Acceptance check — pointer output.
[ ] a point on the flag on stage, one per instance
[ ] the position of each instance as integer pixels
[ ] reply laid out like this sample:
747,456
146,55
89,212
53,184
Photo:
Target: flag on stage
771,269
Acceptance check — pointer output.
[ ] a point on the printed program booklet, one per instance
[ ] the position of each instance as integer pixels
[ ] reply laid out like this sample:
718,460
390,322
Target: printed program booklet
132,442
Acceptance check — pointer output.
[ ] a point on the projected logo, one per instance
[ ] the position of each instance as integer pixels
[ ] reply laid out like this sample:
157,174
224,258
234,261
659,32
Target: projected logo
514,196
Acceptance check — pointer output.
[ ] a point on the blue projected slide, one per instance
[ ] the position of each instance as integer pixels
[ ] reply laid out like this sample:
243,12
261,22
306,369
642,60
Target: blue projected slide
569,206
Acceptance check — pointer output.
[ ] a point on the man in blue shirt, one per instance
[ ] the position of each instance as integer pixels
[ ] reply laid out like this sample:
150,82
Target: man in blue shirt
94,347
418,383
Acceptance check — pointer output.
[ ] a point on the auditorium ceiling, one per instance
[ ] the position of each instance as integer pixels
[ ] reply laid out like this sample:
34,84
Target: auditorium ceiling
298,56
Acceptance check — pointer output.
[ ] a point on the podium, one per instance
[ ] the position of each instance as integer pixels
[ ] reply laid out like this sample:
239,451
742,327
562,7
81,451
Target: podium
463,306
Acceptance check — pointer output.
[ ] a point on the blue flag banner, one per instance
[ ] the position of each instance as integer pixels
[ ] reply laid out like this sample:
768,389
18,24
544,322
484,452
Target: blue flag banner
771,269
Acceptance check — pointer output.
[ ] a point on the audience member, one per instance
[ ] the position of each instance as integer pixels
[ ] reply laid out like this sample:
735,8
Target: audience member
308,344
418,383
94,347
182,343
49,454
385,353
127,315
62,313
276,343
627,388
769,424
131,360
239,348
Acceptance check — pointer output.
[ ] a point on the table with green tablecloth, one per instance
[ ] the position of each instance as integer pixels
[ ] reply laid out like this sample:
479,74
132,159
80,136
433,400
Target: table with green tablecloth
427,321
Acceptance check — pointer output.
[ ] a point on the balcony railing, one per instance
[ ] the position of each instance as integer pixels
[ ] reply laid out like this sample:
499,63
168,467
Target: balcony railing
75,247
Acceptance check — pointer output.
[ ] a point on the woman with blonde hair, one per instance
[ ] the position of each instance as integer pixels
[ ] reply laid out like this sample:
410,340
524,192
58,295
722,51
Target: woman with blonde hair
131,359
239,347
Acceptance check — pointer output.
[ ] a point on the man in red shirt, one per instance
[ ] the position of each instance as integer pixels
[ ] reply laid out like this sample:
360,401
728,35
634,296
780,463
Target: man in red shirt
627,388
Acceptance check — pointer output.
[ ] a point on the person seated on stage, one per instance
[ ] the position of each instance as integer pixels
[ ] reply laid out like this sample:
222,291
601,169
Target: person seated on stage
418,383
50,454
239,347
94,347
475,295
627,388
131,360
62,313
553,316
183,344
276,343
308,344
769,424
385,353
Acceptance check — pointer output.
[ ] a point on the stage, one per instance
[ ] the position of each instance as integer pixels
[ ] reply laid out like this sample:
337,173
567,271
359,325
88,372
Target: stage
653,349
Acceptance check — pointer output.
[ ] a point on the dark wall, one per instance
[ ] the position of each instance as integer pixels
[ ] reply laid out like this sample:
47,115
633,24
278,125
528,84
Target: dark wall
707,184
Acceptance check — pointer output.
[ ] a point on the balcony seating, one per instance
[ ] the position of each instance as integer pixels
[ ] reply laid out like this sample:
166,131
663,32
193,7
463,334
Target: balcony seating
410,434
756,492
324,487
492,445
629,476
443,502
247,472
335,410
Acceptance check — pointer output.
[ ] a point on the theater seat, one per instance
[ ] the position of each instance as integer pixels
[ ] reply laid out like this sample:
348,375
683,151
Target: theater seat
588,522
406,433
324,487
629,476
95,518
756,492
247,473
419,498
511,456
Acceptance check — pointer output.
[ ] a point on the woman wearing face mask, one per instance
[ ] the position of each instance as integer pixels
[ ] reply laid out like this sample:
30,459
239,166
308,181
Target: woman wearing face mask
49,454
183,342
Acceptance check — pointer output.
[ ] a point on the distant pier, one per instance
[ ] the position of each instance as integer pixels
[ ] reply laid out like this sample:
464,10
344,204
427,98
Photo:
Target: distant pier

* [Written request]
Count how many lines of the material contain the string "projected", treating uppercase and lowercase as different, and reply with only that number.

* [Task solution]
4